Set of tasks:
**1.** Answer each question from the passage about iTV below, one answer per line, marked (a), (b), (c) to match.
(a) What business model did the Company ask Lin Song and management to adopt for the STB business?
(b) Which partner of iTV is described as the largest broadband service provider in Thailand?
(c) With which two companies did iTV enter into an STB procurement agreement?
**2.** Duplicate the passage about iTV below from "For example, the" up to and including "its STB business.", keeping every word and mark unchanged.

-- START Passage shown --

For example, the Company has asked Lin Song and management to switch to a leasing business model on its STB business in order to finance iTV’s subscriber growth. That business model would reduce the capital expenditure for iTV. However, Lin Song and management insist that buying (rather than leasing) the STBs, renting them to subscribers and collecting monthly rental fees provides a good financial return. The Company was unable to change iTV’s business model for its STB business.
| 3. | Selecting significant business partners |
The Company has no rights to get involved in selecting significant business partners of iTV. For example, iTV entered into a business partnership with TOT Public Company Limited (“ToT”), the largest broadband service provider in Thailand, and MIRA TV, S.L., a telecom company in Spain. Both TOT and MIRA TV, S.L. are independent third parties. These decisions were made by Lin Song and his management team. Similarly, Lin Song and his management team made decisions in selecting other major vendors, including vendors for STBs and content. For example, it entered into a STB procurement agreement with TK Connect Co., Ltd. and Geniatech (HK) Co., Ltd., and did not involve or consult the Company. The Company does not have the right or ability to participate in these activities.

-- END Passage shown --
-- START Data listing --

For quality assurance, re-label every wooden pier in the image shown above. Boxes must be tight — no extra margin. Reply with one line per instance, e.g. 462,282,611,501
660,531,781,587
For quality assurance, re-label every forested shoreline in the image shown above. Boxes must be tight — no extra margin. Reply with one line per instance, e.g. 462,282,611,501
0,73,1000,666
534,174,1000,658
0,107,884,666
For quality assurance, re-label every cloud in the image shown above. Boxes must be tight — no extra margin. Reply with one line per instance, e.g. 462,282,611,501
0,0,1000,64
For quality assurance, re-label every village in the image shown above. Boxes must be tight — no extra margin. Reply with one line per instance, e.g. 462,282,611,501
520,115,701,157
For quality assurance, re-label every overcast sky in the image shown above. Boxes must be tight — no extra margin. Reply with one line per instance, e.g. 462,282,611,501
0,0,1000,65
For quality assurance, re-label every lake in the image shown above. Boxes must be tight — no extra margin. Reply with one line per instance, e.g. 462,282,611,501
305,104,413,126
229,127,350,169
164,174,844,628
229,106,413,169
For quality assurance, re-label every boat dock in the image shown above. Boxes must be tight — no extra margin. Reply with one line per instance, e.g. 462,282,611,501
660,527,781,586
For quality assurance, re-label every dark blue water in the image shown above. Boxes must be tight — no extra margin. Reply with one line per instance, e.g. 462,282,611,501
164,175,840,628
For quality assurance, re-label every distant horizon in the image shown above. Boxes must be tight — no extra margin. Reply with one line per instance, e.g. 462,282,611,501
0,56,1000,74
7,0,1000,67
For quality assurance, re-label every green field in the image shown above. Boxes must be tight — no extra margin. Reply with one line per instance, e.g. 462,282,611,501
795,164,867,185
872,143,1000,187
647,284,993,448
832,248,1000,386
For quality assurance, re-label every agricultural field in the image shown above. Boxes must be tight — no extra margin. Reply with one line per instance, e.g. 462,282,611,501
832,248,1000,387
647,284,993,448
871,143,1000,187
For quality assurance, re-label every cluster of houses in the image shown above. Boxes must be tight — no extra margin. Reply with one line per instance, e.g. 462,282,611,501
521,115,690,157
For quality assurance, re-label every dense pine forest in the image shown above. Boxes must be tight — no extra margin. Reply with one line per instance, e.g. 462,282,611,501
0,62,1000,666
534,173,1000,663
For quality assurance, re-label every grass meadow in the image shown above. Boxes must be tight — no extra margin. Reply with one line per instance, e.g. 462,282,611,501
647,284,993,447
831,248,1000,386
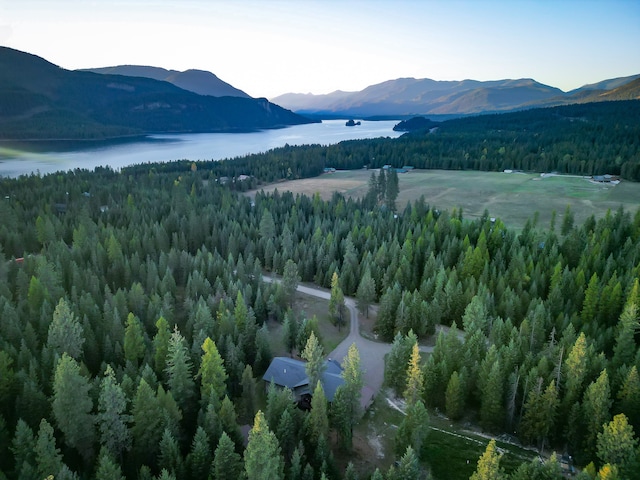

-- END Data listing --

Solutions per task:
**1.**
(a) A leasing business model.
(b) TOT Public Company Limited ("ToT").
(c) TK Connect Co., Ltd. and Geniatech (HK) Co., Ltd.

**2.**
For example, the Company has asked Lin Song and management to switch to a leasing business model on its STB business in order to finance iTV’s subscriber growth. That business model would reduce the capital expenditure for iTV. However, Lin Song and management insist that buying (rather than leasing) the STBs, renting them to subscribers and collecting monthly rental fees provides a good financial return. The Company was unable to change iTV’s business model for its STB business.